### Work order
From the text on the Greek debt crisis, extract the passage starting with "Now there are" and going on through "in the Guardian….", copying it word for word.

### Source extract
The first alternative is that the IMF and the European Central Bank actually believe that the financial situation in Greece has gotten so desperate that they could actually be forced to default on their debt and so something dramatic needs to be done. You see, the truth is that the international bankers want the game to continue no matter what. They are a parasite, and they can’t keep draining a host if the host dies. So it does them no good for the economy of Greece to completely die. So maybe they are just trying to revive the host economy (Greece) so that they can continue slowly draining the wealth of that nation.
And perhaps that is all that is happening here. After Greece agreed to the required “austerity measures”, the EU and the IMF extended to Greece the bailout loans that they needed, and on Sunday European Union finance ministers agreed to create a 750 billion euro safety net for troubled eurozone countries. The EU’s monetary affairs commissioner, Olli Rehn, says that this safety net “proves that we shall defend the euro whatever it takes.”
There are even rumors that the ECB is prepared to engage in a new round of quantitative easing. That would entail very large loans to distressed governments in the eurozone in the form of buying up their bonds.
Of course all of this “help” is just more debt that continues to put Greece into an even bigger hole, but at least Greece will not be faced with immediate default.
The second alternative is that what is going on is the financial powers of the world are deliberately hyping and manipulating the Greek debt crisis because they actually want to crash the world economy.
At this point, the debt crisis in Greece has been hyped for weeks on end, and the kind of alarm being raised about the situation is Greece just seems massively out of proportion.
After reading some of the recent news reports coming out of Europe, you would think that the world is on the verge of a financial doomsday just because of what is happening in Greece. The following excerpt from the Guardian is representative of what we have been seeing in recent days….
“The growing crisis in the eurozone threatened to undermine the global economic recovery as markets plunged across the world on fears that European leaders may not be able to contain the debt contagion spreading from Greece.”
In fact, just about wherever you turn some financial expert is coming forward with predictions that the “contagion” of the Greek debt crisis is going to spread and cause economic chaos all over the world….
“We now see herd behavior in the markets that are really pack behavior, wolfpack behavior.”
The truth is that this Greek debt crisis could end up being the first domino in a sovereign debt crisis that will sweep the globe – if that is what the international bankers want.
If the international bankers decide to cut off the ever-expanding flow of debt to the nations around the world it would create a disastrous financial crisis. Without the loans that they desperately need, country after country would plunge into an economic nightmare that most people do not even think is possible.
So would the international bankers ever do that?
They have done it before.
Just study the causes of the Great Depression.
Now there are indications that it may be getting ready to happen again.
Suddenly everyone is starting to talk about the “austerity measures” that will not only have to be implemented in Greece but all over the world.
For example, check out this recent quote from an article in the Guardian….
“Riots and strikes in Greece could be repeated in other countries which have yet to adopt their own austerity packages.”
Other countries which have yet to adopt their own austerity packages?
And it just isn’t Greece, Italy, Spain and Portugal they are talking about.
Bank of England governor Mervyn King recently warned that public anger over the “austerity measures” that soon must be implemented in the U.K. will be so intense that whatever party wins this election will be out of power for a generation.

### Information shown
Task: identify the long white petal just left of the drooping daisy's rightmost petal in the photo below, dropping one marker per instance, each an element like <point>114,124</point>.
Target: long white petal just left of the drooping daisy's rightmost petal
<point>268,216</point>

==

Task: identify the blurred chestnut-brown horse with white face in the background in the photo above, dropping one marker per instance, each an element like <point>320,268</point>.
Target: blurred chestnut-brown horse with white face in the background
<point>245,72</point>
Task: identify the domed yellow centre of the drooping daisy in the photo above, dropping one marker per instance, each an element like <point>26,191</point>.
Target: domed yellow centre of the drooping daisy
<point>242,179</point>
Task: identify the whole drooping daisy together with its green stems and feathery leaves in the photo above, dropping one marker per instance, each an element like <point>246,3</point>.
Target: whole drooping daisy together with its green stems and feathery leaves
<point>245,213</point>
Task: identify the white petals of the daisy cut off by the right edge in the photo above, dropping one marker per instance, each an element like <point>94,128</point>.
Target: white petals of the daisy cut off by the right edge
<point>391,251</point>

### Response area
Now there are indications that it may be getting ready to happen again.
Suddenly everyone is starting to talk about the “austerity measures” that will not only have to be implemented in Greece but all over the world.
For example, check out this recent quote from an article in the Guardian….